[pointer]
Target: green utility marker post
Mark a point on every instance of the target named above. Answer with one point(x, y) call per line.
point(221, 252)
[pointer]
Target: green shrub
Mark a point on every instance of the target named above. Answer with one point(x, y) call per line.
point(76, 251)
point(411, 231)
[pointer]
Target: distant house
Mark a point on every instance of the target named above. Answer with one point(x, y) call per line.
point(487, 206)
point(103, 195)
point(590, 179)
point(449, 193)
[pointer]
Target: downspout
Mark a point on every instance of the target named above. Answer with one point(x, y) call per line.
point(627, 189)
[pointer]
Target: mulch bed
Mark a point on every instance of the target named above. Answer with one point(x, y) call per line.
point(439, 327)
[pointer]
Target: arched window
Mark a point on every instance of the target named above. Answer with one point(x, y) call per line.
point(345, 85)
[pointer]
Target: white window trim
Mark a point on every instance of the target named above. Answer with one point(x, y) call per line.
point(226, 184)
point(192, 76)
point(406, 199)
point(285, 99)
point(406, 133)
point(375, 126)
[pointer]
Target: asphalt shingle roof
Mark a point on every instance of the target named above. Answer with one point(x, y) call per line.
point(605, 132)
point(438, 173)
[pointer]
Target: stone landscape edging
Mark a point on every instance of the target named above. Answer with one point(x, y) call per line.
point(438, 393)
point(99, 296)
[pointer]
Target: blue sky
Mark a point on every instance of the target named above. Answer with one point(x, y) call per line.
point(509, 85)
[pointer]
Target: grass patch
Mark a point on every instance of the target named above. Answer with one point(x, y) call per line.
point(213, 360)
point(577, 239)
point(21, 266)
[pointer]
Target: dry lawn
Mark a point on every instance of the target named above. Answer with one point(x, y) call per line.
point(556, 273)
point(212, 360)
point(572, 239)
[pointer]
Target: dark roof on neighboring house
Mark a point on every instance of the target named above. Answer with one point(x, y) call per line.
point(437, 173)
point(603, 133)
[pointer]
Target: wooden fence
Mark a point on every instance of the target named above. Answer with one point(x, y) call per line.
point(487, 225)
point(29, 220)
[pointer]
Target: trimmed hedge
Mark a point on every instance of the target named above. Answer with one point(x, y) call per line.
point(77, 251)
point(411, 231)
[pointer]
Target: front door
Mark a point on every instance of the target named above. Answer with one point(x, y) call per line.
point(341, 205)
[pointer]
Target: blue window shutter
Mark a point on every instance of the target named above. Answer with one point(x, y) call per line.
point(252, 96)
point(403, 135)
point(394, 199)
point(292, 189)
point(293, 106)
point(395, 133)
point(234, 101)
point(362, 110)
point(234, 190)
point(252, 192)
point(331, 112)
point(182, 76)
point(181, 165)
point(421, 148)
* * *
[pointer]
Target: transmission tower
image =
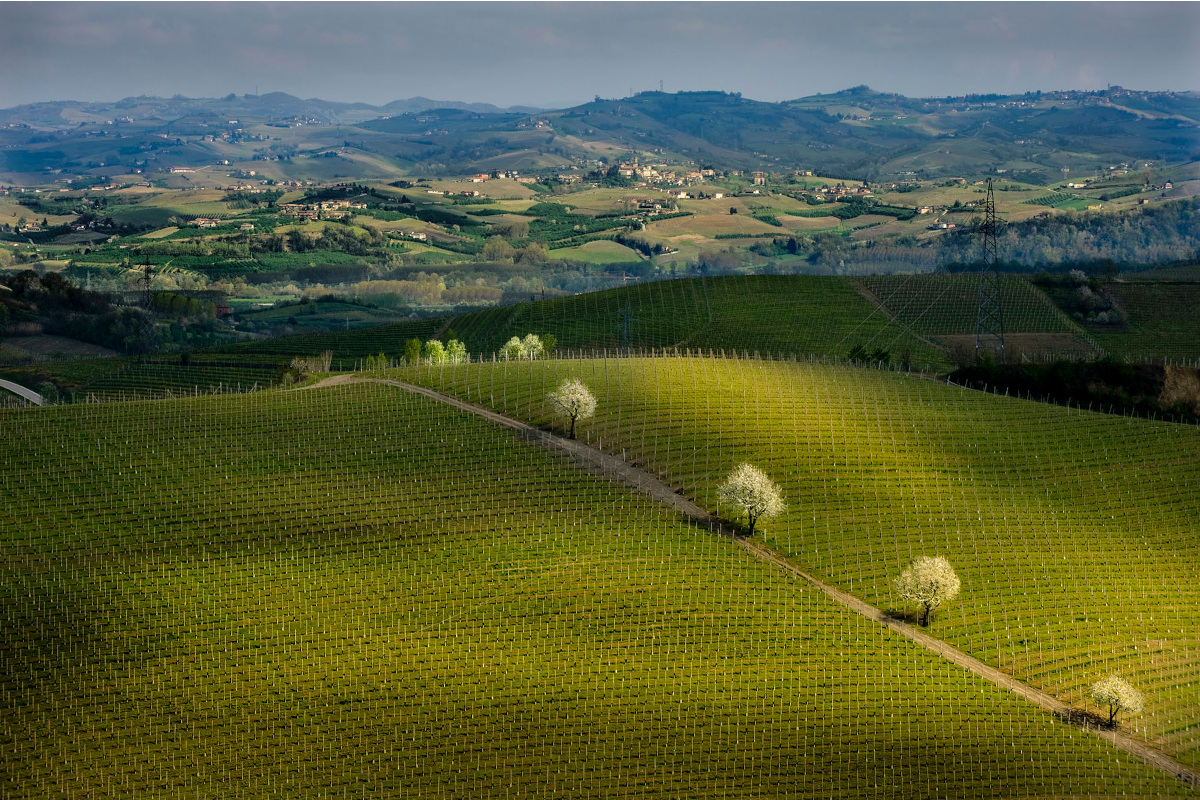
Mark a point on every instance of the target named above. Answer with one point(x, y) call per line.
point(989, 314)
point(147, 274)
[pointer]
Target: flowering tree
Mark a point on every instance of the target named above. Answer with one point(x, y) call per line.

■ **Problem to solve**
Look over the listing above and copy each line that contains "blue".

■ **Response**
Target: blue sky
Target: blue window shutter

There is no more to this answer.